• To be done
Nothing but the lines from the line with "Where can you spot the hillside" through the end of the data is to be copied, and each is to be copied exactly.

start

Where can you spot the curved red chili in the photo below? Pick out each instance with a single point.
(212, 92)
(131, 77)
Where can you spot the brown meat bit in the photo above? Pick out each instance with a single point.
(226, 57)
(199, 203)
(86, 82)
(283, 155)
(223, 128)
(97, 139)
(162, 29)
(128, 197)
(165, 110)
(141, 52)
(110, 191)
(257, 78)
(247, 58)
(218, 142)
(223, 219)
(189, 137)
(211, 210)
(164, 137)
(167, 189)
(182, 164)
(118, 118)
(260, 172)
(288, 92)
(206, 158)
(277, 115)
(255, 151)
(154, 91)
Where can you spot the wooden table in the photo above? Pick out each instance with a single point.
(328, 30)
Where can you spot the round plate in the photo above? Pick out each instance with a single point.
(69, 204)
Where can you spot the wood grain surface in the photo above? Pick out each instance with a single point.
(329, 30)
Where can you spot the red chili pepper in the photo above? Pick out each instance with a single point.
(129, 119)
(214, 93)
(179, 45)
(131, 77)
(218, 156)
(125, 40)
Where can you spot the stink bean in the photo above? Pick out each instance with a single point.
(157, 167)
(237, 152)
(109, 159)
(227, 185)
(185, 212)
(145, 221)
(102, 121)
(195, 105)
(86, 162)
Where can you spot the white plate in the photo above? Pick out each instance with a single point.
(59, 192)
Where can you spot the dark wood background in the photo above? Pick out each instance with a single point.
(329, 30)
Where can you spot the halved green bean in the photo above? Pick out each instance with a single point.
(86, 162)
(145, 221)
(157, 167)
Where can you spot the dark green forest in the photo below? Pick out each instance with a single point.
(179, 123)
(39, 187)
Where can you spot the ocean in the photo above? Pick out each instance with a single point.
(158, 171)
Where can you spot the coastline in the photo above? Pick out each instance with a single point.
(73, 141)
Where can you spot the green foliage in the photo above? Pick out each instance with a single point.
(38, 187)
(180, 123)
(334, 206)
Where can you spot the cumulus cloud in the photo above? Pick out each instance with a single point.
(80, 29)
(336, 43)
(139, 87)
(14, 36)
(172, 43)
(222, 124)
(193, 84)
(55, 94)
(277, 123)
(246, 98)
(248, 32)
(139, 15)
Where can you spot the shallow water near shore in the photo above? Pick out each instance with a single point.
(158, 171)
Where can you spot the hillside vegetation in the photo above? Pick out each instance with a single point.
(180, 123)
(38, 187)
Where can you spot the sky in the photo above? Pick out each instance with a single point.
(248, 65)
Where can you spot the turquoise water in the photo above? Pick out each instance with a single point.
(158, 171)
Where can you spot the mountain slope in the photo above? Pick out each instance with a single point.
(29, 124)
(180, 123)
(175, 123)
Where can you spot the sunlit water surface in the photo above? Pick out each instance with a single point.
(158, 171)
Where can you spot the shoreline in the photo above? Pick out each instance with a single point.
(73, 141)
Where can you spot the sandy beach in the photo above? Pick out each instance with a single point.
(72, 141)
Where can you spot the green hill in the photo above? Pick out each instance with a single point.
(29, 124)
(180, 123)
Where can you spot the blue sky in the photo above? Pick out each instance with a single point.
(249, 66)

end

• Result of the exercise
Where can you spot the hillside vegetation in the photo above? Pick out each instance with a single point.
(180, 123)
(38, 187)
Where can you spot the sky in the photo above? Pick out each instance with a single point.
(248, 65)
Where can you spot the turquoise water in the photo above? Pick out each instance with a single point.
(158, 171)
Where can you spot the mountain slope in the photo above? Pick out each instance with a single point.
(29, 124)
(180, 123)
(175, 123)
Where can you spot the sunlit water surface in the photo above? Pick out each instance with a single point.
(158, 171)
Where can you spot the shoreline in the photo above? Pick out each instance with a single point.
(73, 141)
Where can you spot the sandy beach in the photo above? Pick out each instance with a single point.
(72, 141)
Where can you spot the green hill in the photo above? Pick out each instance with a single point.
(29, 124)
(180, 123)
Where can you spot the blue sky in the photo above? Pick out each instance with a single point.
(249, 66)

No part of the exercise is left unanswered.